■ **What is being asked**
All of the entries below should be copied exactly as they appear.

-*-

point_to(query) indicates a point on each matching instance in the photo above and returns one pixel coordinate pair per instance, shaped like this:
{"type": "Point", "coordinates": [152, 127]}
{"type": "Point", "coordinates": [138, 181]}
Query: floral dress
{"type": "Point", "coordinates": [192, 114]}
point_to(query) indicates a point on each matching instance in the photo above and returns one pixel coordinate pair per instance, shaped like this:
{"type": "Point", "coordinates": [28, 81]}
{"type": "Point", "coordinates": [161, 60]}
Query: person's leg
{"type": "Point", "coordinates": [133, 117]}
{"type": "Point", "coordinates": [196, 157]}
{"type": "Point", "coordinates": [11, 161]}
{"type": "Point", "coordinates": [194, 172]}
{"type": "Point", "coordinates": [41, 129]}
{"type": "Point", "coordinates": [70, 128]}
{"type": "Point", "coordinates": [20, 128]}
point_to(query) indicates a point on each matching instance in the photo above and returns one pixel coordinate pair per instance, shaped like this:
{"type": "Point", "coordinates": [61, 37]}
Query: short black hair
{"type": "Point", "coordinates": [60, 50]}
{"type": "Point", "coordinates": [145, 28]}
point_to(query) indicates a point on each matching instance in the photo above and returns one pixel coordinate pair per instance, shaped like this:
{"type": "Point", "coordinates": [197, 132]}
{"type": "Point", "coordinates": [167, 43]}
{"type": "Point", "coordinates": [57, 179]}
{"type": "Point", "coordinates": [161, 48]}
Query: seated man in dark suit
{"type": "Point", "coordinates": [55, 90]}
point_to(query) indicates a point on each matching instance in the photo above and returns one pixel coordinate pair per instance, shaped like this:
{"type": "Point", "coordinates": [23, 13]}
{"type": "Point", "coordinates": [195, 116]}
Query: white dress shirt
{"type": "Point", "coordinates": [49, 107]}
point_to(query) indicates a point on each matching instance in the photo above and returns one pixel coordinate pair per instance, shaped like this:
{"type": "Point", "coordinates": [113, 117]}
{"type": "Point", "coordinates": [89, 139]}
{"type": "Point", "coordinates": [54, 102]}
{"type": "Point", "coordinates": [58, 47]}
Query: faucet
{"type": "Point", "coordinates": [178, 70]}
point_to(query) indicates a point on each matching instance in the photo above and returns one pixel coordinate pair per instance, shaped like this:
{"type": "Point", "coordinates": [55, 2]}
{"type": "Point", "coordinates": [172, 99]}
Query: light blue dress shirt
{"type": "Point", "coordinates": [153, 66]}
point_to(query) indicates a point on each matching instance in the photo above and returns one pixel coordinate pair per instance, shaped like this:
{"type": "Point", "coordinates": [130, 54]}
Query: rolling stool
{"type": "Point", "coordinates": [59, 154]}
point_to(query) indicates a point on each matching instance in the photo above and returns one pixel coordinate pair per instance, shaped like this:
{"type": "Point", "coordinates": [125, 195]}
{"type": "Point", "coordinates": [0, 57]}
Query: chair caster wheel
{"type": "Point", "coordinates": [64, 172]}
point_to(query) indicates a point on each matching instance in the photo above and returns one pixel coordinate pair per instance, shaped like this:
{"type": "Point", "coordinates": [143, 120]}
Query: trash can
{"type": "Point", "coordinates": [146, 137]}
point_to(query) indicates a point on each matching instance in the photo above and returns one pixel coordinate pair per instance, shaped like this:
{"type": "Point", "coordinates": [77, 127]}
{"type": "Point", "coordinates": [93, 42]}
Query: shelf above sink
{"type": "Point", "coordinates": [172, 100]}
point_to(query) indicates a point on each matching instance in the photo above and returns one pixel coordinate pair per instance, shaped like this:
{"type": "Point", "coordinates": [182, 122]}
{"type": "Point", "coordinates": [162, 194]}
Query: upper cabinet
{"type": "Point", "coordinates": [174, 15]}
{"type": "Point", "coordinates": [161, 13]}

-*-

■ **Your response**
point_to(query) indicates a point on each matching instance in the photo above and returns one pixel coordinate pair per instance, shaped like this:
{"type": "Point", "coordinates": [152, 127]}
{"type": "Point", "coordinates": [138, 181]}
Query: floral dress
{"type": "Point", "coordinates": [192, 114]}
point_to(query) indicates a point on each matching instance in the photo above and returns one pixel coordinate pair per instance, shaped like this:
{"type": "Point", "coordinates": [28, 81]}
{"type": "Point", "coordinates": [161, 60]}
Query: person's leg
{"type": "Point", "coordinates": [133, 117]}
{"type": "Point", "coordinates": [196, 157]}
{"type": "Point", "coordinates": [11, 161]}
{"type": "Point", "coordinates": [194, 172]}
{"type": "Point", "coordinates": [41, 129]}
{"type": "Point", "coordinates": [70, 128]}
{"type": "Point", "coordinates": [20, 128]}
point_to(query) indicates a point on each matching instance in the photo above and returns one pixel coordinate pair per instance, shaped like this:
{"type": "Point", "coordinates": [61, 37]}
Query: short black hair
{"type": "Point", "coordinates": [60, 50]}
{"type": "Point", "coordinates": [145, 28]}
point_to(query) indicates a point on each matching instance in the photo above and returns one pixel coordinate pair per instance, shaped like this:
{"type": "Point", "coordinates": [197, 132]}
{"type": "Point", "coordinates": [167, 43]}
{"type": "Point", "coordinates": [57, 179]}
{"type": "Point", "coordinates": [161, 48]}
Query: seated man in dark suit
{"type": "Point", "coordinates": [55, 90]}
point_to(query) indicates a point on each matching instance in the photo above and returns one pixel coordinate pair per instance, shaped like this:
{"type": "Point", "coordinates": [23, 13]}
{"type": "Point", "coordinates": [195, 116]}
Query: white dress shirt
{"type": "Point", "coordinates": [49, 107]}
point_to(query) indicates a point on each matching instance in the photo above and returns one pixel coordinate pair per instance, shaped like this:
{"type": "Point", "coordinates": [113, 117]}
{"type": "Point", "coordinates": [89, 139]}
{"type": "Point", "coordinates": [54, 102]}
{"type": "Point", "coordinates": [58, 47]}
Query: faucet
{"type": "Point", "coordinates": [178, 70]}
point_to(query) indicates a point on each matching instance in the photo above and returns one pixel coordinate pair per instance, shaped like this:
{"type": "Point", "coordinates": [55, 2]}
{"type": "Point", "coordinates": [172, 99]}
Query: light blue dress shirt
{"type": "Point", "coordinates": [153, 66]}
point_to(query) indicates a point on each matching instance in the photo above and returns one pixel coordinate pair per instance, shaped like this:
{"type": "Point", "coordinates": [130, 54]}
Query: rolling stool
{"type": "Point", "coordinates": [59, 154]}
point_to(query) indicates a point on each matching instance in the photo above and returns one pixel coordinate pair per instance, shaped like this:
{"type": "Point", "coordinates": [125, 195]}
{"type": "Point", "coordinates": [0, 57]}
Query: chair caster wheel
{"type": "Point", "coordinates": [64, 172]}
point_to(query) indicates a point on each matching instance in the photo above and returns one pixel coordinate pair per instance, shaped like this:
{"type": "Point", "coordinates": [143, 120]}
Query: trash can
{"type": "Point", "coordinates": [146, 137]}
point_to(query) indicates a point on each matching instance in the photo above and returns one pixel coordinate pair per instance, shaped like this:
{"type": "Point", "coordinates": [77, 127]}
{"type": "Point", "coordinates": [93, 42]}
Query: shelf above sink
{"type": "Point", "coordinates": [172, 100]}
point_to(query) indicates a point on each matching instance in the photo above and returns one pixel coordinate pair per instance, shaped like this:
{"type": "Point", "coordinates": [182, 122]}
{"type": "Point", "coordinates": [162, 194]}
Query: upper cabinet
{"type": "Point", "coordinates": [174, 15]}
{"type": "Point", "coordinates": [161, 13]}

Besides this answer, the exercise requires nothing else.